**EXERCISE TASK:**
Rewrite the part of the text about building a simple CPU starting at "I learned how" and ending at "a long time.", changing "relays" to "transistors".

**SELECTED EXCERPT:**
— Start —
A Simple CPU

Magic

When I was a child, I marveled at our family computer. Occasionally, when I was bored of shooting things in Duke Nukem 3D or Doom, I'd lean my face in really close to the monitor and start nudging the arrow keys. As the game camera moved about the virtual space, the pixelated rectangles on screen would shift and distort in complex patterns. I was convinced that if I just stared at it long enough, I'd figure out how they made the colors on screen change to look like a 3D room.

In high school, I finally learned enough math to figure it out. I even built a little ray-casting 3D engine. (I later learned neither game actually used ray-casting. Que sera.) It was one thing to work out on paper how to use wall distances to shrink or expand a pixel-wide column of texture. It was another thing to walk around a room made of your own math.

In my childhood, I'd been shown a magic trick. Hocus pocus, now you see a room! Later, I'd learned the trick myself.

In college, I learned computer architecture, compilers, network stacks, algorithms, and all the trappings of software. I took a digital circuit design class and made sequential logic circuits on breadboards. A deeper magicks had been revealed: computing itself.

I learned how these tricks were done, but I couldn't really do them myself. I wanted to make a CPU to embody what I'd learned, but every path towards this goal felt either trivial or tedious. I could program it all into a FPGA, but this felt just like weirder programming. I could hand wire relays into flip-flops and half adders, but that would take forever. I could wire together a bunch of store-bought ALUs and registers, but that felt like assembling really complicated LEGOs. So I put the project on the shelf for a long time.

Simplicity

The project popped back into my mind a while ago with a twist. Even toy CPUs usually have instruction decoding, data path switching, an ALU, etc. But these toys are simplified models of production CPUs, and production CPUs need to be efficient, performant, and practical.

My CPU wouldn't need to be efficient, performant, or particularly practical. I'd just want it to compute the Fibonacci sequence in under a day or so. This opened up the enormous space of less-than-practical designs.

Any Turing-complete computer architecture can be reduced to any other via software rewriting. So long as the transformation wouldn't make a Fibonacci program completely infeasible, any would work. I didn't want to do a lot of wiring, so I wanted one I could build from very few electronic parts.

One instruction to rule them all

A dazzling variety of Turing-complete abstract machines have only one instruction type. These are appropriately named one instruction set computers (OISCs). Much of production CPUs hardware exists to switch the behavior of the processor when different types of instructions are read. With only one instruction type, I could avoid needing any hardware for this.

SUBLEQ (subtract and branch if result <= 0) is probably the most famous OISC. I explored it thoroughly, but implementing it seemed hardly any easier than a normal CPU. SUBLEQ requires an ALU for subtraction with a status bit for the comparison. The CPU would also need to do have different behavior depending on the value of the status bit.

I consulted various lists of OISCs until I found the perfect one: byte-byte-jump. Any CPU must, at the very least, accept input and deliver output. This instruction requires little else.

Byte-byte-jump takes three addresses as arguments: source, destination, and jump. It reads a byte from the source address, writes it to the destination address, and changes the instruction pointer to the jump address.
— End —
**MATERIAL PROVIDED:**
— Start —
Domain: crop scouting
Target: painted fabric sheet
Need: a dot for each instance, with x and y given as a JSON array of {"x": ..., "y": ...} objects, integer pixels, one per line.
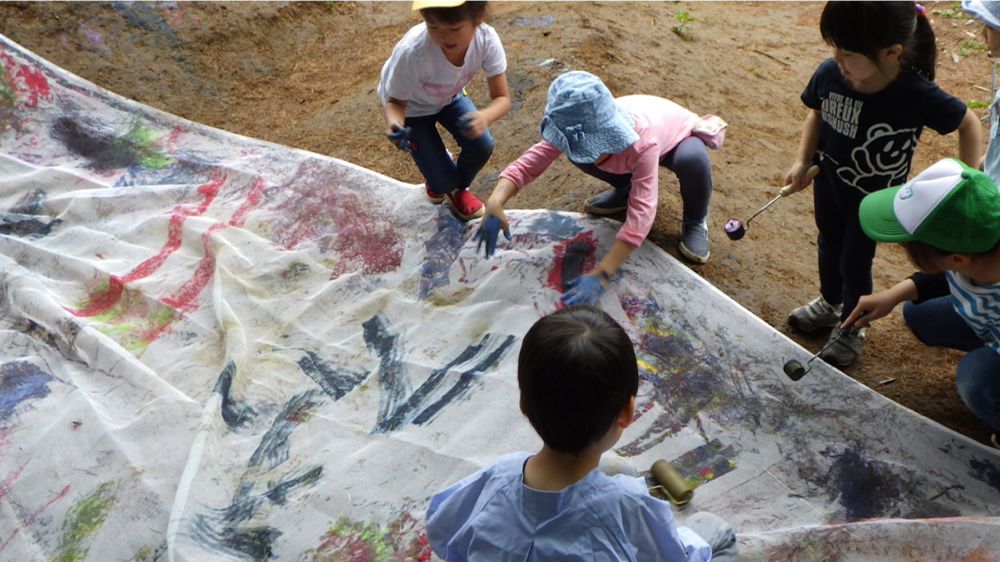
[{"x": 215, "y": 348}]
— End —
**RESPONSE:**
I learned how these tricks were done, but I couldn't really do them myself. I wanted to make a CPU to embody what I'd learned, but every path towards this goal felt either trivial or tedious. I could program it all into a FPGA, but this felt just like weirder programming. I could hand wire transistors into flip-flops and half adders, but that would take forever. I could wire together a bunch of store-bought ALUs and registers, but that felt like assembling really complicated LEGOs. So I put the project on the shelf for a long time.